Identify each line in the data below that contains the string "sign". Case counts.

▸ **Source data**
--- START ---

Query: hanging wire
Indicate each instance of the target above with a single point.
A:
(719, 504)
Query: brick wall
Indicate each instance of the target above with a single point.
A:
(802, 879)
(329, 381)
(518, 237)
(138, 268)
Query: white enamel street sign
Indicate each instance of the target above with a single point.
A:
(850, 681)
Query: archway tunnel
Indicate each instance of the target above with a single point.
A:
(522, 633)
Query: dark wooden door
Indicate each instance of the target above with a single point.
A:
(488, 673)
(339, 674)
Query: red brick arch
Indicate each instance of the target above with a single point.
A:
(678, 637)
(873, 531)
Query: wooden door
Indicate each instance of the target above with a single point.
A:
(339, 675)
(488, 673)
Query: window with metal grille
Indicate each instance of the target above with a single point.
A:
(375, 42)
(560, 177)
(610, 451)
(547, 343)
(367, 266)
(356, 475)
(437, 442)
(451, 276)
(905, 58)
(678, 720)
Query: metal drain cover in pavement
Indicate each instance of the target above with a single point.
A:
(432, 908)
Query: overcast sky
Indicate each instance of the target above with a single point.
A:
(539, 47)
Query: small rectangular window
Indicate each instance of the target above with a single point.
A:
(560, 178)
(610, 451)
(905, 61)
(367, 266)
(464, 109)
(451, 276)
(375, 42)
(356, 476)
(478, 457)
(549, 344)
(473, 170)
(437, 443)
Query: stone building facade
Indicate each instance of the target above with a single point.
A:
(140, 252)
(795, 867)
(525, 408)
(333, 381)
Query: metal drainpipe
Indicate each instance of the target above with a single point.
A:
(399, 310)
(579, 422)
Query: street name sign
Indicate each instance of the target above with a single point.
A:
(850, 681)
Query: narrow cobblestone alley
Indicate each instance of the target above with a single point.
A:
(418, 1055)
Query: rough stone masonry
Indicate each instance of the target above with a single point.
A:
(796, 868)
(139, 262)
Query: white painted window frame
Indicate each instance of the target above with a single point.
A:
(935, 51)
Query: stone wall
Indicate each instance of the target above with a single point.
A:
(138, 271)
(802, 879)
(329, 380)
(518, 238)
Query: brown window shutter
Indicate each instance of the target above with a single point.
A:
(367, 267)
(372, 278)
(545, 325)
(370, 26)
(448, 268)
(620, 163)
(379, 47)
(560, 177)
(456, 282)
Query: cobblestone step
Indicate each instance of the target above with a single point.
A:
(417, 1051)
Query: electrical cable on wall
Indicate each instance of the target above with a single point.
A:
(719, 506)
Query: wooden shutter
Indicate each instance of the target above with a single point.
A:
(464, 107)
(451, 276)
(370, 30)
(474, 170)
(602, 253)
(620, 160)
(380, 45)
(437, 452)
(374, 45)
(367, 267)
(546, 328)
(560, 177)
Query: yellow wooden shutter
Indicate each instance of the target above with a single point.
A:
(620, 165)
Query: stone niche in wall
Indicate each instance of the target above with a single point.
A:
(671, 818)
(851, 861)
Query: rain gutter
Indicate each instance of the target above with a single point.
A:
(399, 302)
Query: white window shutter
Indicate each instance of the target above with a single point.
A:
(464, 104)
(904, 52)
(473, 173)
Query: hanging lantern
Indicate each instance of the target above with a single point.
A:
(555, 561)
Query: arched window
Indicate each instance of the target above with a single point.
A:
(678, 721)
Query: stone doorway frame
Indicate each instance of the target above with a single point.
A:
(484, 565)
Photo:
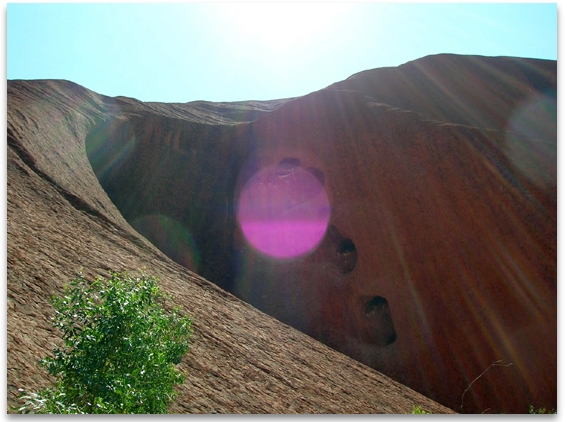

--- END ---

▸ **FINAL RESULT**
Query: white enamel street sign
Query: street name sign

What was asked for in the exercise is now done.